ASSIGNED TASK:
Before printing the listing, strip out its pictures and keep everything else exact.
======== RECORD EXTRACTS ========
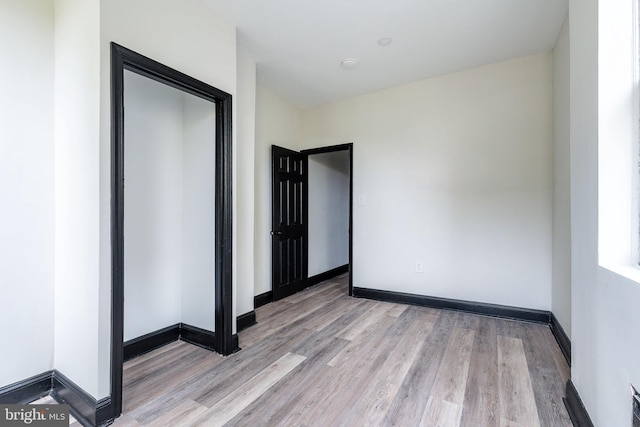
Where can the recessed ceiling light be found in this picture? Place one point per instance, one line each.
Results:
(349, 63)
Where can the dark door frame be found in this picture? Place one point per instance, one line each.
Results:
(330, 149)
(224, 340)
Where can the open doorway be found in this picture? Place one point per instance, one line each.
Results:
(297, 261)
(194, 191)
(329, 214)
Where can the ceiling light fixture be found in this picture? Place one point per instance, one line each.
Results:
(349, 63)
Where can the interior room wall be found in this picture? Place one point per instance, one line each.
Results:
(561, 283)
(26, 189)
(198, 212)
(605, 282)
(277, 123)
(203, 47)
(456, 172)
(79, 314)
(153, 205)
(328, 211)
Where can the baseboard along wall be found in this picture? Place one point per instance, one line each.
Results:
(577, 412)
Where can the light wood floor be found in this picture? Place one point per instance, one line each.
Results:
(321, 358)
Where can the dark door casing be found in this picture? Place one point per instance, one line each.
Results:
(289, 228)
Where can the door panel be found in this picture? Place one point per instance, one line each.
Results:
(289, 222)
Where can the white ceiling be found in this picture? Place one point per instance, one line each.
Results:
(298, 44)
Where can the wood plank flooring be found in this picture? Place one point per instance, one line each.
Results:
(321, 358)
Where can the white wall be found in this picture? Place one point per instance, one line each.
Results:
(198, 212)
(187, 36)
(457, 173)
(605, 287)
(26, 189)
(328, 211)
(245, 155)
(77, 206)
(561, 288)
(277, 123)
(152, 205)
(169, 208)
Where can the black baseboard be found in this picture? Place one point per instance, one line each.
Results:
(495, 310)
(86, 409)
(181, 331)
(26, 391)
(577, 412)
(262, 299)
(151, 341)
(245, 320)
(319, 278)
(561, 337)
(198, 336)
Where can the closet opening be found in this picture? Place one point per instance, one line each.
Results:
(171, 212)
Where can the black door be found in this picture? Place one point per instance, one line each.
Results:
(289, 228)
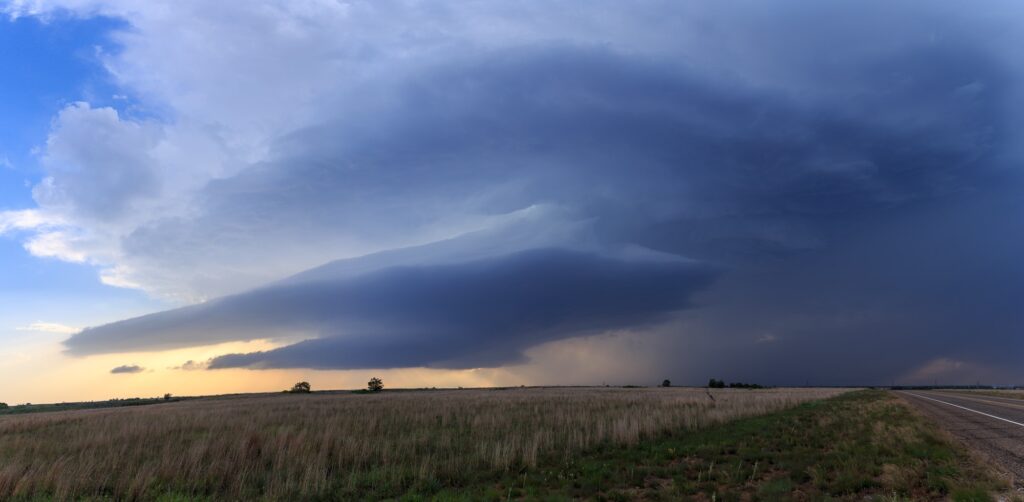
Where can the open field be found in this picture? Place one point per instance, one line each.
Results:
(368, 445)
(550, 444)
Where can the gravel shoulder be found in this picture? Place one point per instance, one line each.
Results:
(967, 418)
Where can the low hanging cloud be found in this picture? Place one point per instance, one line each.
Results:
(860, 205)
(475, 314)
(127, 370)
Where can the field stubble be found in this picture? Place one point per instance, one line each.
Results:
(369, 445)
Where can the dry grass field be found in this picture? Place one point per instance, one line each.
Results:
(332, 445)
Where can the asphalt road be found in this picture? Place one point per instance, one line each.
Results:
(993, 426)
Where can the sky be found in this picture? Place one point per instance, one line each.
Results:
(206, 198)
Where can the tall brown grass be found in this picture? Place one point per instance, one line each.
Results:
(287, 447)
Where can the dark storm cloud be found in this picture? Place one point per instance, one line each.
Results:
(474, 314)
(848, 185)
(127, 369)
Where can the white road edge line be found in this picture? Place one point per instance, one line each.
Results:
(968, 409)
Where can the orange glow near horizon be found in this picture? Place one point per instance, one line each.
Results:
(57, 377)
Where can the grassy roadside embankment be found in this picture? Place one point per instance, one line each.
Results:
(491, 445)
(864, 445)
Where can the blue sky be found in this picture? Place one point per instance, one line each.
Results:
(54, 63)
(511, 193)
(48, 65)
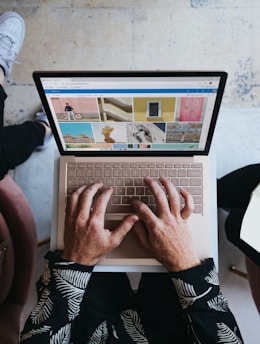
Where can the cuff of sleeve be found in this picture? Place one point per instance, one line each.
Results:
(200, 276)
(55, 260)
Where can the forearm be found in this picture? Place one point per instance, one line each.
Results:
(206, 310)
(60, 292)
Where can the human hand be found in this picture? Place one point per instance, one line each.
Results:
(86, 240)
(166, 235)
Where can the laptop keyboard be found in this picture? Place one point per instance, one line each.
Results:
(127, 181)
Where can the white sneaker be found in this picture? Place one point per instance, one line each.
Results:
(12, 29)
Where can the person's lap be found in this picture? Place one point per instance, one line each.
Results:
(110, 294)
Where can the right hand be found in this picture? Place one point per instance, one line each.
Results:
(167, 235)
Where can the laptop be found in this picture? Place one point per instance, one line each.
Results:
(119, 126)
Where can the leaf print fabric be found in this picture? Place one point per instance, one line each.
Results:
(63, 289)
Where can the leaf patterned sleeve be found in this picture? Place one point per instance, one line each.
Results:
(60, 292)
(205, 308)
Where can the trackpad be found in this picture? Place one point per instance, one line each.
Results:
(129, 247)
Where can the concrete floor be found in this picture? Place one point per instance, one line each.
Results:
(237, 132)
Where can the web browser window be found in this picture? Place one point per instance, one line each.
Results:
(132, 113)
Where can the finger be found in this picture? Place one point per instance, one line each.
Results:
(124, 227)
(173, 196)
(144, 212)
(161, 201)
(85, 203)
(189, 204)
(100, 204)
(141, 232)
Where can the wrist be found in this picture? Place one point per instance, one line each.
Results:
(79, 259)
(183, 263)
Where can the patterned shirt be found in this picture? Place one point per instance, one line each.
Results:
(63, 284)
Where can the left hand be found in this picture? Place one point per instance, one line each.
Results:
(86, 240)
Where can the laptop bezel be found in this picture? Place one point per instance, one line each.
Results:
(37, 75)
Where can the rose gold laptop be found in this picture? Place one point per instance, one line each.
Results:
(119, 126)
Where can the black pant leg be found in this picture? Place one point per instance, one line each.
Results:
(234, 189)
(19, 141)
(159, 309)
(106, 297)
(3, 163)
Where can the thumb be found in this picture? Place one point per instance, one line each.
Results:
(123, 228)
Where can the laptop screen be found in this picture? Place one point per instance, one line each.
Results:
(136, 112)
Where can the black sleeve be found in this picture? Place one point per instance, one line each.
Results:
(60, 293)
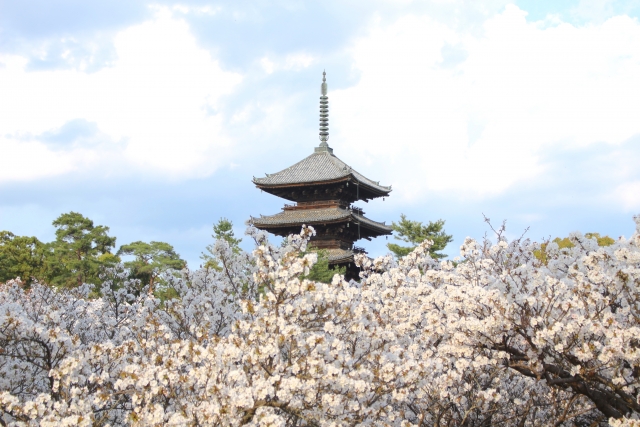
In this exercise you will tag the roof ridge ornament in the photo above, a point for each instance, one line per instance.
(324, 117)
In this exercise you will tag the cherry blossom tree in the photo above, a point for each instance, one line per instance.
(498, 338)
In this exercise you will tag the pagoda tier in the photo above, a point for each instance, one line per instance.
(321, 176)
(337, 225)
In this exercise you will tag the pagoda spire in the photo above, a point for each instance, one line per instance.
(324, 116)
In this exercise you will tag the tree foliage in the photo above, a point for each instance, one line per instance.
(151, 261)
(21, 256)
(415, 233)
(321, 271)
(501, 339)
(80, 252)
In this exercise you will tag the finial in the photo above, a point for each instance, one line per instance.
(324, 116)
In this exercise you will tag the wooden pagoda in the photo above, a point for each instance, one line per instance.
(323, 188)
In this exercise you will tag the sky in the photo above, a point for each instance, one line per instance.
(152, 117)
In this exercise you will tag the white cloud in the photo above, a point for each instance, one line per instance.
(478, 124)
(628, 194)
(291, 62)
(161, 96)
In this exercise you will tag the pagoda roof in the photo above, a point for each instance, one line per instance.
(323, 215)
(339, 255)
(321, 166)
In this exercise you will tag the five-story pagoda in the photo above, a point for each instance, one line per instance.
(324, 188)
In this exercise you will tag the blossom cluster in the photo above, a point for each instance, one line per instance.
(496, 337)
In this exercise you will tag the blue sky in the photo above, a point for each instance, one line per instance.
(152, 117)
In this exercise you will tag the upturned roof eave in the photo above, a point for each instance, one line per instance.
(382, 229)
(379, 189)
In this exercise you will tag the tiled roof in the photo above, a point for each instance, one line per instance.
(310, 216)
(320, 166)
(339, 255)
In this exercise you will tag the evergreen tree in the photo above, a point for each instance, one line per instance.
(21, 256)
(151, 260)
(80, 252)
(414, 232)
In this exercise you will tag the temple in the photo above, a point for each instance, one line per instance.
(323, 188)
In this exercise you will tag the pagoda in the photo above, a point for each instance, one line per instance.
(323, 188)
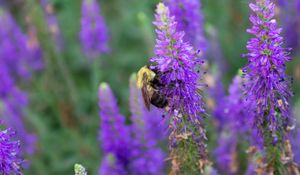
========
FINISHED TASK:
Where can the recessed ceiling light be found in this picture? Place one point per instance, one line each.
Results:
(349, 63)
Where can the dark door frame be found in this picture? Place one point per instance, one line each.
Results:
(330, 149)
(224, 340)
Where can the open doorway be found in this picture? Place one point per instance, one line each.
Results:
(297, 261)
(194, 191)
(329, 214)
Where can the ceiling light fixture be found in this picture? Place one point per instance, one line each.
Results:
(349, 63)
Where can the interior room wall be found in this picture? Place one point per instance, one line each.
Results:
(561, 283)
(26, 189)
(198, 212)
(605, 282)
(277, 123)
(203, 47)
(456, 172)
(79, 314)
(153, 205)
(328, 211)
Where can the baseboard along wall be found in this picture? Place one point per instance, one line each.
Results:
(577, 412)
Where can the light wood floor be found in this picture? Place one point per instance, one line each.
Results:
(321, 358)
Where can the dark door casing be found in this picture? Place one point per instance, one line each.
Results:
(289, 228)
Where can the door panel be found in this picture? Place one point per instance, one line each.
Results:
(289, 222)
Where can the white ceiling be found in this picture? Place one point per instance, one line each.
Results:
(298, 44)
Where can the wood plank flooring be found in this picture? Place one point per instance, one line each.
Results:
(321, 358)
Where can the white wall be found in this picture? Place one point per instance, one line each.
Results:
(198, 212)
(187, 36)
(457, 173)
(605, 287)
(26, 189)
(328, 211)
(245, 155)
(77, 206)
(561, 288)
(277, 123)
(152, 205)
(169, 208)
Where can the black baseboard be found in this picture? Place one point per instance, one line each.
Results:
(495, 310)
(86, 409)
(181, 331)
(26, 391)
(577, 412)
(262, 299)
(151, 341)
(245, 320)
(319, 278)
(561, 337)
(198, 336)
Where can the closet opening be found in this picture? Place one point per instance, one line each.
Results:
(171, 212)
Where can the black door be found in this picture? Place one point per instance, one line each.
Results:
(289, 228)
Where can the open field be found in this picture? Place one point per instance, one line each.
Results:
(368, 445)
(550, 444)
Where can the gravel shoulder be found in this picture? Place one point per instance, one line each.
Results:
(967, 418)
Where can the low hanging cloud be found in this picture? Place one point per instance, one line each.
Results:
(860, 205)
(475, 314)
(127, 370)
Where can the field stubble be found in this picture? Place one point per instance, one line each.
Results:
(369, 445)
Where can the dry grass field be found in this picture? Place one point per instance, one line each.
Results:
(332, 445)
Where can the asphalt road be found in this picture? Place one point per instance, one line each.
Results:
(993, 426)
Where can the sky be found in this picture? Place one point per instance, one line each.
Results:
(206, 198)
Where can the tall brown grass be found in this picture? Place one point per instance, one line each.
Results:
(287, 447)
Where can the dark storm cloud be found in this picture? Place one point per instance, one line each.
Results:
(474, 314)
(848, 185)
(127, 369)
Where can the white road edge line be found in this picture? Place one point per instance, one line each.
Results:
(968, 409)
Where can the orange glow near horizon be found in this picture? Place one point per instance, one line each.
Results:
(57, 377)
Where can the grassy roadside embankment be found in this picture? Place one point per instance, one line each.
Results:
(491, 445)
(864, 445)
Where can the blue sky be found in this picture? Place one point per instance, one line each.
Results:
(54, 63)
(511, 193)
(48, 65)
Where can the cuff of sleeve be found in this picture? Place one point per instance, one line each.
Results:
(200, 276)
(55, 260)
Where can the forearm be found in this picture? Place one point per instance, one line each.
Results:
(206, 310)
(60, 292)
Where can the human hand be found in this picture? Place one point per instance, one line each.
Results:
(86, 240)
(166, 235)
Where can the laptop keyboard be found in this picture? Place one point per instance, one line each.
Results:
(127, 181)
Where can the white sneaker be found in this picture? Place one point per instance, one line each.
Results:
(12, 29)
Where can the person's lap be found in this picture? Place one point per instance, one line each.
Results:
(110, 294)
Where can the right hand be found in this picture? Place one point per instance, one line each.
Results:
(167, 235)
Where can the laptop be found in this picture? Place one point per instance, one line each.
Results:
(119, 126)
Where can the leaf print fabric be found in this picture? Place one point per instance, one line each.
Results:
(63, 289)
Where can the leaf patterned sleeve be found in this picture? Place one point per instance, one line each.
Results:
(60, 292)
(205, 308)
Where can the trackpad be found in this picture? Place one point per instance, one line each.
Results:
(129, 247)
Where can the concrete floor be found in this picture? Place one point per instance, one line each.
Results:
(237, 132)
Where can the web browser window be found in this picture? Place one point per instance, one line each.
Results:
(132, 113)
Where can the finger be found in this picture? Place one point per instance, one line each.
Results:
(124, 227)
(173, 196)
(144, 212)
(161, 201)
(85, 203)
(189, 204)
(100, 204)
(141, 232)
Where can the wrist be found in this picture? Place one point per instance, one line each.
Results:
(79, 259)
(183, 263)
Where can the patterned shirt be found in this picture? Place one point per instance, one line each.
Results:
(63, 284)
Where can the left hand be found in this picture? Place one point per instance, one line each.
Results:
(86, 240)
Where can the laptop bezel be found in this picture? Place one point per instance, one line each.
Results:
(37, 75)
Where can the rose gold laptop be found in this picture? Place one point per instance, one line each.
Results:
(119, 126)
Where can the black pant leg be found in this picture? Place one point per instance, one line each.
Results:
(234, 189)
(19, 141)
(159, 309)
(106, 297)
(3, 163)
Where can the thumb be found in this picture? Place one point per instance, one line each.
Results:
(123, 228)
Where can the laptop screen be found in this picture? Place one point per instance, one line each.
Results:
(136, 112)
Where can the black sleeve be found in this picture? Place one point per instance, one line each.
Results:
(60, 293)
In this exercise you will tag the roof ridge ornament in the photo above, a point for each instance, one line per instance.
(324, 117)
In this exercise you will tag the cherry blossom tree in the photo above, a point for each instance, one line per instance.
(498, 338)
In this exercise you will tag the pagoda tier in the photo above, a point for each instance, one line per instance.
(321, 176)
(337, 225)
In this exercise you will tag the pagoda spire in the photo above, a point for each instance, one line per instance.
(324, 116)
In this exercise you will tag the tree foliage in the photo above, a point for each instance, one line per instance.
(151, 261)
(21, 256)
(415, 233)
(321, 271)
(501, 339)
(80, 252)
In this exercise you will tag the finial in the photo above, a point for each instance, one line per instance.
(324, 116)
In this exercise you will tag the wooden pagoda in the photo above, a point for each instance, one line per instance.
(323, 188)
In this exercise you will tag the sky in the photo above, a point for each instance, one line per instance.
(152, 117)
In this exercise you will tag the white cloud in the photo above, a point for each instance, one line per instance.
(478, 124)
(628, 194)
(291, 62)
(161, 96)
In this exercise you will tag the pagoda roof in the photo above, a point for each instance, one line per instance.
(323, 215)
(339, 255)
(321, 166)
In this exercise you will tag the five-story pagoda in the photo above, a point for each instance, one line per instance.
(324, 188)
In this exercise you will tag the blossom cluster in the photo above, a point for each instance, one line per instance.
(496, 337)
In this exercise you will tag the blue sky in the photo above, a point for each instance, one line per instance.
(152, 117)
In this exercise you will tag the upturned roof eave in the photo above, a point for each instance, one line per instance.
(382, 229)
(379, 189)
In this exercise you will tag the tiled roof in the photo above, a point for each instance, one line per instance.
(310, 216)
(320, 166)
(339, 255)
In this exercise you will tag the evergreen tree in the photo above, a point for each instance, one line per instance.
(21, 256)
(151, 260)
(80, 252)
(414, 232)
In this exercise you will tag the temple in the photo above, a point for each instance, one line per instance.
(323, 188)
In this exercise you will tag the pagoda in the photo above, a point for each instance, one line per instance.
(323, 188)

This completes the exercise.